- Exercise tasks:
1. Answer these questions about the passage on real-time analysis:
(a) According to the passage, what does real-time analysis consist of?
(b) What does the passage say slows down conceptual and practical advances in this area?
(c) Where does the passage say important leaps forward have occurred in the past years?
2. Transcribe the passage on real-time analysis, everything from "Today, however, real-time" down to "in the past.".

- Text passage:
Real-time analysis consists of processing and drawing inferences from data which are too large to be recorded to permanent storage. Both industry and fundamental research increasingly require reliable real-time analysis, whether the objective is to search for new particles, measure properties of known particles with unprecedented precision, control and calibrate experiments in real time, enable self-driving cars, smart cities, fraud detection, monitoring of medical interventions, etc.
Today, however, real-time analysis is not yet seen as a scientific domain in its own right. The fact that expertise in the different facets of real-time analysis is dispersed across many domains and disciplines slows down both conceptual and practical advances in this area. Nevertheless, important leaps forward have occured in the past years, notably at the Large Hadron Collider where experimental teams have demonstrated the ability to align and calibrate their detectors in real time with optimal fidelity, and use the data so processed to make real-time inferences about particles and processes which would have only been accessible offline in the past.

- Data under study:
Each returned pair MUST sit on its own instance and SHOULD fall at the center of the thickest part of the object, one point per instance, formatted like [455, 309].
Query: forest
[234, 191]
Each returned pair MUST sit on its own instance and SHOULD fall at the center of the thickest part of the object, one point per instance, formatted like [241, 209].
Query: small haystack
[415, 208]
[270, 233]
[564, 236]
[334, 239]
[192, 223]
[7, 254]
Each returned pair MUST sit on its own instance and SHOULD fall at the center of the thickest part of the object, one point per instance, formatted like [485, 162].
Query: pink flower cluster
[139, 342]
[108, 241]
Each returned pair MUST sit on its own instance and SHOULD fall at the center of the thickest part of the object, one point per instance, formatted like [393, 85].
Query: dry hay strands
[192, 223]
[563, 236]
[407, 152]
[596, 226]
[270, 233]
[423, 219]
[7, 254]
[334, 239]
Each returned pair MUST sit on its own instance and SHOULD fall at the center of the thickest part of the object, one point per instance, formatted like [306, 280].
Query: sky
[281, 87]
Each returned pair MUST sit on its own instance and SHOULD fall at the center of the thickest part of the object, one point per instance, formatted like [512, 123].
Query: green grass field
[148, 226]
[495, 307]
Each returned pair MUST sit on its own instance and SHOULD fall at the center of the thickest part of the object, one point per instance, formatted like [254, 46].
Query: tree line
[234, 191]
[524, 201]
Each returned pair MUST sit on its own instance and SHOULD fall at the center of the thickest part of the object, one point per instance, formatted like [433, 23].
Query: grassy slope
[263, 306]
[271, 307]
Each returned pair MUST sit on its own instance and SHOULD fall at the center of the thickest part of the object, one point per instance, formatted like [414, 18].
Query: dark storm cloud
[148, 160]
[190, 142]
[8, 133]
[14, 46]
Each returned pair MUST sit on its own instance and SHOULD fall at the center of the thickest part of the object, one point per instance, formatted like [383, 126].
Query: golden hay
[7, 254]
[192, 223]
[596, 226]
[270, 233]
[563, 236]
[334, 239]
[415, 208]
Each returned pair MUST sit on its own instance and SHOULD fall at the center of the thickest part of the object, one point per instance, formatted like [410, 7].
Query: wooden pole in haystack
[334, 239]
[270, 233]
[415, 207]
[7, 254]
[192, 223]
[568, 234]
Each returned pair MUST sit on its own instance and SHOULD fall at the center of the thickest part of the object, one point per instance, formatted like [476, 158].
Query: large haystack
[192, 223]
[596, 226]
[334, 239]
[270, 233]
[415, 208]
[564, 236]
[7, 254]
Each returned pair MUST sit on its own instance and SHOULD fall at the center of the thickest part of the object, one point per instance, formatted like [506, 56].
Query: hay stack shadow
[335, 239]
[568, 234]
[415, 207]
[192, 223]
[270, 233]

- Outputs by task:
1.
(a) Processing and drawing inferences from data which are too large to be recorded to permanent storage.
(b) The fact that expertise in the different facets of real-time analysis is dispersed across many domains and disciplines.
(c) At the Large Hadron Collider.

2.
Today, however, real-time analysis is not yet seen as a scientific domain in its own right. The fact that expertise in the different facets of real-time analysis is dispersed across many domains and disciplines slows down both conceptual and practical advances in this area. Nevertheless, important leaps forward have occured in the past years, notably at the Large Hadron Collider where experimental teams have demonstrated the ability to align and calibrate their detectors in real time with optimal fidelity, and use the data so processed to make real-time inferences about particles and processes which would have only been accessible offline in the past.